Records excerpted from a collection
****************
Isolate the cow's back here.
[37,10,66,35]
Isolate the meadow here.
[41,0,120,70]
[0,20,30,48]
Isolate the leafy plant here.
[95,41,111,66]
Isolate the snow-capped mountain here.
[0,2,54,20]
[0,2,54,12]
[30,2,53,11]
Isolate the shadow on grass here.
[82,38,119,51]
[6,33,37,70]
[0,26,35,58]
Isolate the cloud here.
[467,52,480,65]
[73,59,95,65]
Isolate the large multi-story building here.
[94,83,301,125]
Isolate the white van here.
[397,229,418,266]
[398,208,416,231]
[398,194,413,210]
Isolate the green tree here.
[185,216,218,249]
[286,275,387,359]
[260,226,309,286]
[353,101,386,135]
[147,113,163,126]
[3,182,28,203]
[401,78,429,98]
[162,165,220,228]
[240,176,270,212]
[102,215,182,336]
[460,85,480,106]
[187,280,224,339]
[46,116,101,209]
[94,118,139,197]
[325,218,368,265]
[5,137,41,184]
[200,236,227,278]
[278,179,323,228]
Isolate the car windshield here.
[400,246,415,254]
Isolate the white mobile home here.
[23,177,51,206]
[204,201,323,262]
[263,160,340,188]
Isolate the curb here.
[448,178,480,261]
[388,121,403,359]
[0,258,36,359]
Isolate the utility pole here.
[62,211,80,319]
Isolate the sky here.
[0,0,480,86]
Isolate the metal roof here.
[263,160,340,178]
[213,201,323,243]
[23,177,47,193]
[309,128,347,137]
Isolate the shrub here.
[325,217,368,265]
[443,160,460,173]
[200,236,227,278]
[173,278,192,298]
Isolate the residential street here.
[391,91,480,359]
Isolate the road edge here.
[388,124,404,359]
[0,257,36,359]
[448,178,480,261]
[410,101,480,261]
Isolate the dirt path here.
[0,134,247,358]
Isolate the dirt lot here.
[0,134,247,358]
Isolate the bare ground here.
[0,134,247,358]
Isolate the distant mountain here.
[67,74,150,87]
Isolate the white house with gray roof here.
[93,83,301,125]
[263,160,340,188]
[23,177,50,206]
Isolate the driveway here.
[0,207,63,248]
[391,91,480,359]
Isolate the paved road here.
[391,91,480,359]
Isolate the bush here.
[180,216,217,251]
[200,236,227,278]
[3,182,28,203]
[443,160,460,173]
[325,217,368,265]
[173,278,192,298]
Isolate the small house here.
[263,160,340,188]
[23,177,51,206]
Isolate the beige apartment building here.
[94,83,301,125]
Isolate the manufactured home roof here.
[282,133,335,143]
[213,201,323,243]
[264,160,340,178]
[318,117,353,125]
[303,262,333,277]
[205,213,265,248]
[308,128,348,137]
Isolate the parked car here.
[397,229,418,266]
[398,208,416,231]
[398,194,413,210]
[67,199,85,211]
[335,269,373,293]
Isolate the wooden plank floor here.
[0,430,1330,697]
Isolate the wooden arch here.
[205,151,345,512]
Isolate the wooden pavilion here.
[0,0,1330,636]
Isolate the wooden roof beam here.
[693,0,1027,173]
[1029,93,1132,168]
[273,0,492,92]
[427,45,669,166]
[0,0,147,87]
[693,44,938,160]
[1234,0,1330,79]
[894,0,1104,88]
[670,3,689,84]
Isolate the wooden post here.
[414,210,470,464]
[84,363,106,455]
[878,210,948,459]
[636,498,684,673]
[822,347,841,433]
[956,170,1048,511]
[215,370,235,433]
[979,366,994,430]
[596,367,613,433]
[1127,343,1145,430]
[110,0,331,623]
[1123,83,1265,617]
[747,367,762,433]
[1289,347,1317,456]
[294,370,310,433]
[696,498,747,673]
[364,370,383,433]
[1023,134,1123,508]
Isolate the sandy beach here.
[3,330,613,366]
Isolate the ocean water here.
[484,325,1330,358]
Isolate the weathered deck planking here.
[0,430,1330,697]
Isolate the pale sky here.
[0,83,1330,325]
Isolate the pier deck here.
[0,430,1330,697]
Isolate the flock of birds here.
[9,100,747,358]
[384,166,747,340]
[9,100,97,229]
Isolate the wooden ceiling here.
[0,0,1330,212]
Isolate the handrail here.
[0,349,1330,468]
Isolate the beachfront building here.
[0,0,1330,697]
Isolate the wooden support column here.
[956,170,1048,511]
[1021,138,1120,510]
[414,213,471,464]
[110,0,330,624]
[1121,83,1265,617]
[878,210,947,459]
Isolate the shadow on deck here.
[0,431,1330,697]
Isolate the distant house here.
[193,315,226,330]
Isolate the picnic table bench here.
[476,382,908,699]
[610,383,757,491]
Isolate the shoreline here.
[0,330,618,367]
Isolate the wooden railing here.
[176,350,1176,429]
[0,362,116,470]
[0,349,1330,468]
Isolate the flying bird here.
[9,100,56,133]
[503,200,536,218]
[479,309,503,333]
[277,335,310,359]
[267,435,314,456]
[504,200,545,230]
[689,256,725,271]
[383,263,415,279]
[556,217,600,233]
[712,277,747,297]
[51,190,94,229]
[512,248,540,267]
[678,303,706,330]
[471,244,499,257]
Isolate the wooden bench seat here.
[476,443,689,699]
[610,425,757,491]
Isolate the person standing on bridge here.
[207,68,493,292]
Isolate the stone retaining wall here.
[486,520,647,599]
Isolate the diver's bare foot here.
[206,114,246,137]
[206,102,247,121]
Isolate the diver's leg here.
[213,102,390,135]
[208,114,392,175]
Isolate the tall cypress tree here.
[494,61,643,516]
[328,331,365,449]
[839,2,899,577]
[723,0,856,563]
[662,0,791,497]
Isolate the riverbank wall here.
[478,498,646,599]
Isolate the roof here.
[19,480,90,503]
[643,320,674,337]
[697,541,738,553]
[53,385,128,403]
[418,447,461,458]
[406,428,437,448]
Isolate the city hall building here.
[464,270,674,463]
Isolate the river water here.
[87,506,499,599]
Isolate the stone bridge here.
****************
Turn each line of the records into a string and put them in one JSON list, skipping blank lines.

TASK SOLUTION:
[
  "Isolate the cow's back here.",
  "[37,10,66,35]",
  "Isolate the meadow here.",
  "[41,0,120,70]",
  "[0,20,30,48]",
  "Isolate the leafy plant here.",
  "[95,41,111,66]",
  "Isolate the snow-capped mountain here.",
  "[0,2,54,20]",
  "[0,2,54,12]",
  "[30,2,53,11]",
  "Isolate the shadow on grass here.",
  "[82,38,119,51]",
  "[6,33,37,70]",
  "[0,26,35,58]",
  "Isolate the cloud here.",
  "[467,52,480,65]",
  "[73,59,95,65]",
  "Isolate the large multi-story building here.",
  "[94,83,301,125]",
  "Isolate the white van here.",
  "[397,229,418,266]",
  "[398,208,416,231]",
  "[398,194,413,210]",
  "Isolate the green tree here.",
  "[185,216,218,249]",
  "[286,275,387,359]",
  "[260,226,309,286]",
  "[353,101,386,135]",
  "[147,113,163,126]",
  "[3,182,28,203]",
  "[401,78,429,98]",
  "[162,165,220,228]",
  "[240,176,270,212]",
  "[102,215,182,336]",
  "[460,85,480,106]",
  "[187,280,224,339]",
  "[46,116,101,209]",
  "[94,118,139,197]",
  "[325,218,368,265]",
  "[5,137,41,184]",
  "[200,236,227,278]",
  "[278,179,323,228]",
  "Isolate the car windshield here.",
  "[400,246,415,254]",
  "Isolate the white mobile home here.",
  "[23,177,51,206]",
  "[204,201,323,262]",
  "[263,160,340,188]",
  "Isolate the curb here.",
  "[448,178,480,261]",
  "[388,121,403,359]",
  "[0,258,36,359]",
  "Isolate the utility pole here.",
  "[62,211,80,319]",
  "Isolate the sky here.",
  "[0,0,480,86]",
  "Isolate the metal roof here.",
  "[263,160,340,178]",
  "[213,201,323,243]",
  "[23,177,47,193]",
  "[309,128,347,137]",
  "Isolate the shrub here.",
  "[325,217,368,265]",
  "[443,160,460,173]",
  "[200,236,227,278]",
  "[173,278,192,298]",
  "Isolate the residential street here.",
  "[391,91,480,359]",
  "Isolate the road edge here.",
  "[388,124,404,359]",
  "[0,257,36,359]",
  "[448,178,480,261]",
  "[410,101,480,261]",
  "Isolate the dirt path here.",
  "[0,134,247,358]",
  "Isolate the dirt lot here.",
  "[0,134,247,358]",
  "Isolate the bare ground here.",
  "[0,134,247,358]",
  "Isolate the distant mountain here.",
  "[67,74,150,87]",
  "Isolate the white house with gray roof here.",
  "[93,83,301,125]",
  "[263,160,340,188]",
  "[23,177,50,206]",
  "Isolate the driveway here.",
  "[0,207,63,248]",
  "[391,91,480,359]",
  "Isolate the paved road here.",
  "[391,91,480,359]",
  "Isolate the bush here.",
  "[180,216,217,251]",
  "[200,236,227,278]",
  "[3,182,28,203]",
  "[443,160,460,173]",
  "[325,217,368,265]",
  "[173,278,192,298]",
  "Isolate the small house here.",
  "[263,160,340,188]",
  "[23,177,51,206]",
  "Isolate the beige apartment building here.",
  "[94,83,301,125]",
  "Isolate the manufactured home roof here.",
  "[282,133,335,143]",
  "[213,201,323,243]",
  "[264,160,340,178]",
  "[318,117,353,125]",
  "[303,262,333,277]",
  "[205,213,265,248]",
  "[308,128,348,137]",
  "Isolate the parked car here.",
  "[397,229,418,266]",
  "[398,208,416,231]",
  "[398,194,413,210]",
  "[67,199,85,211]",
  "[335,269,373,293]",
  "Isolate the wooden plank floor here.",
  "[0,430,1330,697]",
  "Isolate the wooden arch here.",
  "[205,151,345,512]",
  "Isolate the wooden pavilion here.",
  "[0,0,1330,636]",
  "Isolate the wooden roof beam here.",
  "[693,0,1027,173]",
  "[1029,93,1132,168]",
  "[273,0,492,92]",
  "[427,45,669,166]",
  "[0,0,147,87]",
  "[693,44,938,160]",
  "[1234,0,1330,79]",
  "[894,0,1104,88]",
  "[670,3,689,84]",
  "Isolate the wooden post here.",
  "[414,210,470,464]",
  "[84,363,106,455]",
  "[878,210,948,459]",
  "[636,498,684,673]",
  "[822,347,841,433]",
  "[956,170,1048,511]",
  "[215,370,235,433]",
  "[979,366,994,430]",
  "[596,367,613,433]",
  "[1127,343,1145,430]",
  "[110,0,331,623]",
  "[1123,83,1265,617]",
  "[747,367,762,433]",
  "[1289,347,1317,456]",
  "[294,370,310,433]",
  "[696,498,747,673]",
  "[364,370,383,433]",
  "[1023,134,1123,508]",
  "Isolate the sandy beach here.",
  "[3,330,613,366]",
  "Isolate the ocean water here.",
  "[484,325,1330,358]",
  "Isolate the weathered deck planking here.",
  "[0,430,1330,697]",
  "Isolate the pale sky here.",
  "[0,83,1330,325]",
  "Isolate the pier deck here.",
  "[0,430,1330,697]",
  "Isolate the flock of birds here.",
  "[9,100,747,358]",
  "[384,166,747,340]",
  "[9,100,97,229]",
  "Isolate the wooden ceiling here.",
  "[0,0,1330,212]",
  "Isolate the handrail here.",
  "[0,349,1330,468]",
  "Isolate the beachfront building here.",
  "[0,0,1330,697]",
  "Isolate the wooden support column here.",
  "[956,170,1048,511]",
  "[1021,138,1120,510]",
  "[414,213,471,464]",
  "[110,0,330,624]",
  "[1121,83,1265,617]",
  "[878,210,947,459]",
  "Isolate the shadow on deck here.",
  "[0,431,1330,697]",
  "Isolate the distant house here.",
  "[193,315,226,330]",
  "Isolate the picnic table bench here.",
  "[476,382,908,699]",
  "[610,383,757,491]",
  "Isolate the shoreline here.",
  "[0,330,618,367]",
  "Isolate the wooden railing here.",
  "[176,350,1176,429]",
  "[0,362,116,470]",
  "[0,349,1330,468]",
  "Isolate the flying bird here.",
  "[9,100,56,133]",
  "[503,200,536,218]",
  "[479,309,503,333]",
  "[277,335,310,359]",
  "[267,435,314,456]",
  "[504,200,545,230]",
  "[689,256,725,271]",
  "[383,263,415,279]",
  "[556,217,600,233]",
  "[712,277,747,297]",
  "[51,190,94,229]",
  "[512,248,540,267]",
  "[678,303,706,330]",
  "[471,244,499,257]",
  "Isolate the wooden bench seat here.",
  "[476,443,689,699]",
  "[610,425,757,491]",
  "Isolate the person standing on bridge here.",
  "[207,68,493,292]",
  "Isolate the stone retaining wall here.",
  "[486,520,647,599]",
  "Isolate the diver's bare foot here.",
  "[206,114,246,137]",
  "[206,102,247,121]",
  "Isolate the diver's leg here.",
  "[213,102,390,135]",
  "[208,114,392,175]",
  "Isolate the tall cypress tree here.",
  "[494,61,643,516]",
  "[328,331,365,449]",
  "[839,2,899,577]",
  "[723,0,856,563]",
  "[662,0,791,497]",
  "Isolate the riverbank wall here.",
  "[478,498,646,599]",
  "Isolate the roof here.",
  "[19,480,90,503]",
  "[643,320,674,337]",
  "[697,541,738,553]",
  "[53,385,128,403]",
  "[418,447,461,458]",
  "[406,428,437,448]",
  "Isolate the city hall building here.",
  "[464,270,674,463]",
  "Isolate the river water here.",
  "[87,506,499,599]",
  "Isolate the stone bridge here."
]